[START OF Text passage]
Not that this stops me. I’m out drinking in one of my favourite bars.

I guess I’ll come back tomorrow.

Composed on my iPhone, so please excuse any typos!

One margarita, two cabernets…so much for the change of lifestyle


Well, so much for my Ayurvedic-inspired lifestyle change. It’s after 11:00 p.m. and here I am slightly pissed.

I can’t say I feel particularly guilty about it, though. I attended my first ever trail running class today, and it was fun! I’m used to road running, and have run three marathons, but nothing can beat trail running. Midwestern Man and I ran a 10K trail race this summer, and it was interesting how different a reaction we had to it. He found it boring and almost frightening because you have to watch out constantly that you don’t fall over rocks or trip on tree roots. This is exactly what I loved about it, though! I’ve very rarely experienced the so-called runner’s high by running on the road but I totally get into a zone when running on the trail. It’s precisely the risk factor which appeals – there’s no time to “ponder life’s complexities” (sorry, couldn’t resist a Morrissey quote) when you’re taking care not to break your ankle or are admiring the scenery.

Also, even though I know it’s not good for me, I do like the fact that the trail running group goes out for drinks afterwards. I joined a really hardcore running group this January, but I dropped out almost immediately because I just couldn’t deal with the anal retentiveness of the runners involved. All they did was sleep, eat, work and run. I tried to talk to them but every single conversation revolved around running. It didn’t seem healthy to me. This isn’t me. Despite all suggestions to the contrary on this blog, I love meeting people, and I get sad if I don’t. Trail runners have a reputation for endurance and socializing, so this suits me to the tee.

I found out tonight that one of the members of the “hard core” group ran a sub-3-hour marathon recently. This is very impressive for an amateur but, well, it’s still an amateur time, and he had given up his entire life for that! It just doesn’t seem worth making so many sacrifices for a sport which is essentially a hobby. I guess if it makes him happy, I shouldn’t judge but, still, it seems like an empty life to me. A self-indulgent, self-absorbed life, too, because, let’s face it, running is a very individualistic, solitary sport. I have met single-minded, obsessive people before but they’ve usually been artists or writers, and at least they’ve grown intellectually by focusing on their chosen field. Running, though? All you seem to be focusing on is your body.

On the other hand, it did occur to me that I reacted so strongly to this guy because, quite simply, I’m jealous of him. I’m not jealous of his speed because, well, if I trained hard enough I could be really fucking fast. I’m a natural runner, and if I really put my mind to it I could be great. But that’s just the problem, though…I don’t put my mind to it at all. And that’s why I’m jealous of him, because he does try hard and persevere. When I first met this guy, he really wasn’t a spectacular runner at all but now he’s fantastic. Sure, he must have some natural talent, but, ultimately, he succeeded because of sheer willpower, determination and hard work.
[END OF Text passage]
[START OF Dataset extract]
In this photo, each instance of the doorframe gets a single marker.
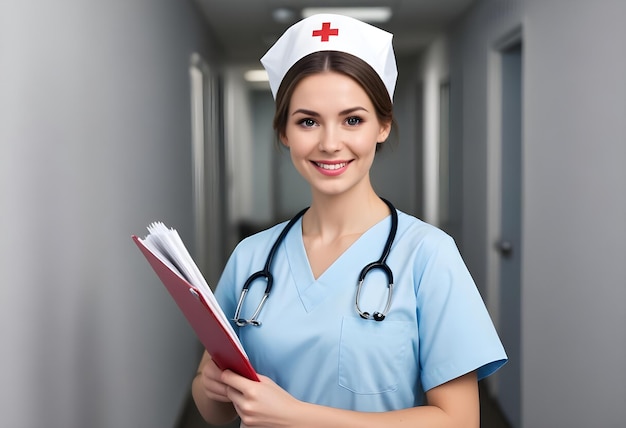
[END OF Dataset extract]
Set exercise ▸
Summarize the post about trail running in three sentences.

Complete response ▸
Despite a planned Ayurvedic-inspired lifestyle change, the writer is slightly drunk after 11:00 p.m. but feels little guilt after a first trail running class, which the writer prefers to road running because watching for rocks and tree roots brings a sense of being in a zone. The writer likes that the trail group goes out for drinks afterward and dropped out of a hardcore running group because every conversation there revolved around running. After learning that a member of that group ran a sub-3-hour marathon, the writer first calls his life empty and self-absorbed, then admits to being jealous of the willpower, determination and hard work that made him fantastic.